## Instructions to follow
Please repeat, without alteration, the line containing "of the beige" and every line that follows it to the end of the entries below, and only those lines.

Saved entries:
········

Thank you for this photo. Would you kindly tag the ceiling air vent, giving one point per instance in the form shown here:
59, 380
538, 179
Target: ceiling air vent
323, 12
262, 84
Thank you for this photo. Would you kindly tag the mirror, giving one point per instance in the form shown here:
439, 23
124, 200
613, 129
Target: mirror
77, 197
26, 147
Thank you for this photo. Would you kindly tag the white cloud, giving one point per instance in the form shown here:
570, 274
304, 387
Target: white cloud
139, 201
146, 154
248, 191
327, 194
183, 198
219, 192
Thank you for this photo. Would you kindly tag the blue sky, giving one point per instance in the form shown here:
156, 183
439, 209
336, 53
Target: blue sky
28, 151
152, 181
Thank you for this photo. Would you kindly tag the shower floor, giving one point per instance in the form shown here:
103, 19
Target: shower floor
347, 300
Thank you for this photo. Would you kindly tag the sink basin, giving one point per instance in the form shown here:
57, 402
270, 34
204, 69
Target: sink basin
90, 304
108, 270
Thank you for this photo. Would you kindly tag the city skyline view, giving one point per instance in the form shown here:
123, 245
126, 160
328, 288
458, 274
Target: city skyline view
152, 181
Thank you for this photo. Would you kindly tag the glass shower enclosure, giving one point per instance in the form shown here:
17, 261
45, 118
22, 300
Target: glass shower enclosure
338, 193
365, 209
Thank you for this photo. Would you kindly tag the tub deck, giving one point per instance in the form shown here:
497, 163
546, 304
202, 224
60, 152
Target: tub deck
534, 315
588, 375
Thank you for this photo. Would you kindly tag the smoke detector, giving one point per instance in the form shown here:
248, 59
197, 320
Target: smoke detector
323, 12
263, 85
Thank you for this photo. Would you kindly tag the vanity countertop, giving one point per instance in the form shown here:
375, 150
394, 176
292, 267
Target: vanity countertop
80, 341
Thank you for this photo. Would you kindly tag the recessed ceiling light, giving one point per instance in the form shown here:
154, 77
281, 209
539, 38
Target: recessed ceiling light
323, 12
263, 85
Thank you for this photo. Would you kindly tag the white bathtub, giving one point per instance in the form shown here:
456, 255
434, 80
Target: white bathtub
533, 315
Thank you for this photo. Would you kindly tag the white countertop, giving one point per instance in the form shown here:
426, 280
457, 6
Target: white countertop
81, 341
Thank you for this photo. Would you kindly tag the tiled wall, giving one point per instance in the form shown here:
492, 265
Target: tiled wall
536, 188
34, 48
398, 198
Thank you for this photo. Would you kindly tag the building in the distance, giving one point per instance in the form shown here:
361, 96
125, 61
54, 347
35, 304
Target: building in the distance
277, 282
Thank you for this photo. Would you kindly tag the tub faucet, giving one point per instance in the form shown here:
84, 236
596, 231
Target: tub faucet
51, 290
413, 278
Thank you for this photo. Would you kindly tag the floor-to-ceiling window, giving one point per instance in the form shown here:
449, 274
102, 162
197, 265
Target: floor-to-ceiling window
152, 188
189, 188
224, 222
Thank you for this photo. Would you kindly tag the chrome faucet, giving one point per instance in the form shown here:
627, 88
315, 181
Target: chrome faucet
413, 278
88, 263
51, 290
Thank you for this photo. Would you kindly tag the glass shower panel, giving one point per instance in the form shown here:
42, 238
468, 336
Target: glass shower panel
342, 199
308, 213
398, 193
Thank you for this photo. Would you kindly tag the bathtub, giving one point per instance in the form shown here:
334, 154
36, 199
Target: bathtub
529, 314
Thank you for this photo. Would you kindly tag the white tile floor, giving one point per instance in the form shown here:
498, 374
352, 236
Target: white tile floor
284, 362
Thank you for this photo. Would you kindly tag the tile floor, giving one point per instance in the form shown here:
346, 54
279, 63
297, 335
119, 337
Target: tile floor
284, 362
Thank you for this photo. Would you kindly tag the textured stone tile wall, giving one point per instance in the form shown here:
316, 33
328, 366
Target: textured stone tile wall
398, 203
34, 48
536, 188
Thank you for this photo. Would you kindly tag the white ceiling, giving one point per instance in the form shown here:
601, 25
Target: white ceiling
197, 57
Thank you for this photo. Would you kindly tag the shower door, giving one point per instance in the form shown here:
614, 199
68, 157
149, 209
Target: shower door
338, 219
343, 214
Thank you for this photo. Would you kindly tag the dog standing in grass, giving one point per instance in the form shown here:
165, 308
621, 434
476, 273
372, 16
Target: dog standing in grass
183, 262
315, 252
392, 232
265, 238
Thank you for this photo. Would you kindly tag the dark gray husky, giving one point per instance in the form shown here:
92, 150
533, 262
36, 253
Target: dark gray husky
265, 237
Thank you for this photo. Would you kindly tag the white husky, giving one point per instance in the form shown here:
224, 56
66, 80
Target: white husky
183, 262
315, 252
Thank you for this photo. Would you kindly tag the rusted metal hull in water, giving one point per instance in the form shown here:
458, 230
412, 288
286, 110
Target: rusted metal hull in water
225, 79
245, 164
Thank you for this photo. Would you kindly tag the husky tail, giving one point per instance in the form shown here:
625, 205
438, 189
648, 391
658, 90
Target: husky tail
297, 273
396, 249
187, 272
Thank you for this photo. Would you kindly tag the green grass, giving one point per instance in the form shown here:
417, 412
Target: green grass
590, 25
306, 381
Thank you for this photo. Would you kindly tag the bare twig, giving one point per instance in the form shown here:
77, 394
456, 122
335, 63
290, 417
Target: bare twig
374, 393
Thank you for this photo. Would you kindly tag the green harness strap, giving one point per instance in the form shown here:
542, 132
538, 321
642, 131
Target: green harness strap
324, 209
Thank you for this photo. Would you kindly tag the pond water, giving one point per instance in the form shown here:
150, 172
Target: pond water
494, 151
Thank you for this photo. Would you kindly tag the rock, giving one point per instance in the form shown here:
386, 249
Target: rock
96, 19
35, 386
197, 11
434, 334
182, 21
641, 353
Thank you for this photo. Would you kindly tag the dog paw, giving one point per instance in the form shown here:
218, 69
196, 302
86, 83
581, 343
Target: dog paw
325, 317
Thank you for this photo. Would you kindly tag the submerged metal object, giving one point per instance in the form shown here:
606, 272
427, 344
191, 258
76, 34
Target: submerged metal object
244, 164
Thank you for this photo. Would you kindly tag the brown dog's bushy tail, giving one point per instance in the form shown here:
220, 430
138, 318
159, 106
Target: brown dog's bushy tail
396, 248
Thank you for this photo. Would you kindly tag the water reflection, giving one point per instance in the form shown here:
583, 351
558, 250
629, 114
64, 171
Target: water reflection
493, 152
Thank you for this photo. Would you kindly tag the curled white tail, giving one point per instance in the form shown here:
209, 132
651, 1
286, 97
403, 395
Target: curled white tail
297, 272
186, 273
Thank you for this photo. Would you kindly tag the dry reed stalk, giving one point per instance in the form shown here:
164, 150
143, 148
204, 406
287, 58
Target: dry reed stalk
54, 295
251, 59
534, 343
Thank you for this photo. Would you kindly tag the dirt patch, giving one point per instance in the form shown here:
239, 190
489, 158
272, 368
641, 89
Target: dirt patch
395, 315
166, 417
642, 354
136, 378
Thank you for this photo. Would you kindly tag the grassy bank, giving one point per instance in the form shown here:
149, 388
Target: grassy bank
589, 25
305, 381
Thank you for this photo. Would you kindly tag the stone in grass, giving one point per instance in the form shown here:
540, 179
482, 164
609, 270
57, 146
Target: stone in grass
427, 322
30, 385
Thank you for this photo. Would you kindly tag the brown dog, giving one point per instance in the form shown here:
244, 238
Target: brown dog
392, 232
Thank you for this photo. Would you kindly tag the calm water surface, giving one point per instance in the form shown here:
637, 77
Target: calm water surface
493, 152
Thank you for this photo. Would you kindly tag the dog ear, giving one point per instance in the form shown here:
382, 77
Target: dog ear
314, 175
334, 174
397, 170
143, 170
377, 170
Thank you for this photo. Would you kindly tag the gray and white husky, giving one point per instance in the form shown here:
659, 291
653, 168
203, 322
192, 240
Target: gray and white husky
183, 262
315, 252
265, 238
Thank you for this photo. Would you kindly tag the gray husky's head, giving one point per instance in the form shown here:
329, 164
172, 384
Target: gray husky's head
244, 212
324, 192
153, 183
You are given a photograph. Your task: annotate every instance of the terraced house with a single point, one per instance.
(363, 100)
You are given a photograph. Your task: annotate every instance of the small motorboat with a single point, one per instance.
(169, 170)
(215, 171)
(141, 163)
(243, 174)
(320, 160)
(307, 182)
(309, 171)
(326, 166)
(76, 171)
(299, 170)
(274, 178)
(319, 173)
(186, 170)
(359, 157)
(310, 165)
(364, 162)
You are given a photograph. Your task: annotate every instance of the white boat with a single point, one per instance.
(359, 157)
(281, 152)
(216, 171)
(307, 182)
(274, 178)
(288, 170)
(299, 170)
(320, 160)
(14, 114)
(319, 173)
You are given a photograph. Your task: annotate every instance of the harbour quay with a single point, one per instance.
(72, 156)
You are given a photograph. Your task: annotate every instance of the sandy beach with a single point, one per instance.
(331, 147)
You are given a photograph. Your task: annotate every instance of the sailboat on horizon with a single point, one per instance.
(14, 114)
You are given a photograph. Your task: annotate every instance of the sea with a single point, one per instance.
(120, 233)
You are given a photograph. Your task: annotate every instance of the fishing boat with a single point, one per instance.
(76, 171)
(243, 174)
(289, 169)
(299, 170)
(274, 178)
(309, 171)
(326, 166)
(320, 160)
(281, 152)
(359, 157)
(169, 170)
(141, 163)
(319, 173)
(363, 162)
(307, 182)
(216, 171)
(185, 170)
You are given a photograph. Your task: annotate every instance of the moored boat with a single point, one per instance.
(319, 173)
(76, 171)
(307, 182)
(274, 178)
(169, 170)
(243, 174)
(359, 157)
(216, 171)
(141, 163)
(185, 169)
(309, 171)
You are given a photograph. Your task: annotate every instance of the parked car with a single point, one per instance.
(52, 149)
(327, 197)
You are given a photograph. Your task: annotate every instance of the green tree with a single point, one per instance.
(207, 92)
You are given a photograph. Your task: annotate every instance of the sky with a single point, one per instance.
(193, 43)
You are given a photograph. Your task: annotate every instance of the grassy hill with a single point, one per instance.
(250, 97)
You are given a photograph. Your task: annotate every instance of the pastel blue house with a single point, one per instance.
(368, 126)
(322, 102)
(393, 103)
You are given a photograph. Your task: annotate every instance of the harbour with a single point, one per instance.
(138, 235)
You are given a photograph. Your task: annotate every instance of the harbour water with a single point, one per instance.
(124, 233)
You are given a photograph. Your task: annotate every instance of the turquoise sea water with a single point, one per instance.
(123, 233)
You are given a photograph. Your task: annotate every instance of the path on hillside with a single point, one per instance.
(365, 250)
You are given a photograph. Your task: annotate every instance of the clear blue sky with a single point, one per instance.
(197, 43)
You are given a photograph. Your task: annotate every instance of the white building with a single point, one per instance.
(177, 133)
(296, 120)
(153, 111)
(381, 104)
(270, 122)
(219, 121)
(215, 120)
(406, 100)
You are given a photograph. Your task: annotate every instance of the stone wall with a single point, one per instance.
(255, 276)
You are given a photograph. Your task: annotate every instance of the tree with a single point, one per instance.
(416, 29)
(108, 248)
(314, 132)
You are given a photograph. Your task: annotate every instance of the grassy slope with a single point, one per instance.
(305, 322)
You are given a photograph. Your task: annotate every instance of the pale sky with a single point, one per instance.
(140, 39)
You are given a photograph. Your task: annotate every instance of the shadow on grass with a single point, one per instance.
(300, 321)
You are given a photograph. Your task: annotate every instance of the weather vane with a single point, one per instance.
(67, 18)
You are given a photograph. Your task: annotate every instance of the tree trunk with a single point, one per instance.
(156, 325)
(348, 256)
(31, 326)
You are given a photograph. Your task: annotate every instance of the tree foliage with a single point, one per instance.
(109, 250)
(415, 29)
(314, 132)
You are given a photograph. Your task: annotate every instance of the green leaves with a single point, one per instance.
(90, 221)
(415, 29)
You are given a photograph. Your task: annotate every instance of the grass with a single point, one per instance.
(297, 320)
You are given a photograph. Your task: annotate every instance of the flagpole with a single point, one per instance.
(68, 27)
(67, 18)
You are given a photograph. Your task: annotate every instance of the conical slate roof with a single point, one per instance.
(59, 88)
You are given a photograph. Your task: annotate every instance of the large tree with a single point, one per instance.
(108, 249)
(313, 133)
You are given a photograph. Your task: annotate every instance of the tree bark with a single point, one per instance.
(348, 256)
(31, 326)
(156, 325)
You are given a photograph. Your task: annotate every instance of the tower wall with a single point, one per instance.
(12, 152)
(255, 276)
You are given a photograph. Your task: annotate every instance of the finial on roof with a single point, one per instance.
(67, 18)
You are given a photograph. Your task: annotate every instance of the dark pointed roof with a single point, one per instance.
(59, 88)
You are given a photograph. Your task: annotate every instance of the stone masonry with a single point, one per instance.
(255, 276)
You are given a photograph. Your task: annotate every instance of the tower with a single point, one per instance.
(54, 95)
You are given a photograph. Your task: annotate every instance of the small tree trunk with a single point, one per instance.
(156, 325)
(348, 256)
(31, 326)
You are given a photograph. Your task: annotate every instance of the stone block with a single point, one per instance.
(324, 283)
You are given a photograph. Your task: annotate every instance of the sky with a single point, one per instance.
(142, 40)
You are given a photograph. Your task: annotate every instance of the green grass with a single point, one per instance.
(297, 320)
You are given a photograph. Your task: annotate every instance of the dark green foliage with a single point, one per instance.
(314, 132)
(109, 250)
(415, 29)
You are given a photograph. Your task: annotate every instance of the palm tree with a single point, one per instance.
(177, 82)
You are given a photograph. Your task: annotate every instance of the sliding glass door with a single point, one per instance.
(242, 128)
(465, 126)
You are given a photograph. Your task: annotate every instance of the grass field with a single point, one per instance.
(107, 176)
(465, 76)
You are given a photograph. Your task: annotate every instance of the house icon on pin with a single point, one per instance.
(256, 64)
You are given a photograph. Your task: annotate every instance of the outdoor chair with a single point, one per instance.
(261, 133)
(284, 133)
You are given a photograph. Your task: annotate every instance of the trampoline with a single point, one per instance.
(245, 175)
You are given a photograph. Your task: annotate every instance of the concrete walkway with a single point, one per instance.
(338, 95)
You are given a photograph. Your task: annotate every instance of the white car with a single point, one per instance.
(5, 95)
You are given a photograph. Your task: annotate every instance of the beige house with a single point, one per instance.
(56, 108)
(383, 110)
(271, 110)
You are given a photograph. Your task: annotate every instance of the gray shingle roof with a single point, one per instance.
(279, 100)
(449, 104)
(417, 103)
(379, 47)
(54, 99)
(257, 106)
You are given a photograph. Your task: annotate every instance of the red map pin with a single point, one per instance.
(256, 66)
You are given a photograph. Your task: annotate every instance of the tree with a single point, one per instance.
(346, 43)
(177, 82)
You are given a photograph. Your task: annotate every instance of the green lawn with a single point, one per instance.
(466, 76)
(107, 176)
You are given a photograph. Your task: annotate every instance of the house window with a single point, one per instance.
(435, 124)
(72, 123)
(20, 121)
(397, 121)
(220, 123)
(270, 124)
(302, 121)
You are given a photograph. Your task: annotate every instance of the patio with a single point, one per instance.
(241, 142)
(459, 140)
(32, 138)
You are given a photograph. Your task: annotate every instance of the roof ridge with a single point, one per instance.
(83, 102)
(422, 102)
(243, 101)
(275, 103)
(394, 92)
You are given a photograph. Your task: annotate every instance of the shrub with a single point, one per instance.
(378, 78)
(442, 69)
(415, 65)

········

## Response to this exercise
You are given a photograph. Your task: annotate every instance of the beige house with a single point, one per instance.
(56, 108)
(383, 110)
(271, 110)
You are given a photograph. Your task: annotate every instance of the gray shingle roof with a single point, one per instance.
(279, 100)
(449, 104)
(417, 103)
(379, 47)
(54, 99)
(257, 106)
You are given a photograph. Your task: annotate every instance of the red map pin with a single point, one per instance.
(256, 66)
You are given a photograph. Your task: annotate every instance of the tree with a single point, one per instance.
(346, 43)
(177, 82)
You are given a photograph. Your task: annotate every instance of the green lawn with a single point, one per instance.
(466, 76)
(107, 176)
You are given a photograph. Your task: annotate every instance of the house window with a single point, one per instance.
(435, 124)
(72, 123)
(20, 121)
(397, 121)
(220, 123)
(270, 124)
(302, 121)
You are given a photograph. Your task: annotate every instance of the patio with a single point, one per instance.
(241, 142)
(459, 140)
(32, 138)
You are given a photograph. Your task: annotate every instance of the roof ridge with a single point, one per instance.
(83, 102)
(422, 102)
(243, 101)
(275, 103)
(394, 92)
You are given a photograph. Your task: annotate every instance of the shrub with a single point, one per instance.
(378, 78)
(442, 69)
(415, 65)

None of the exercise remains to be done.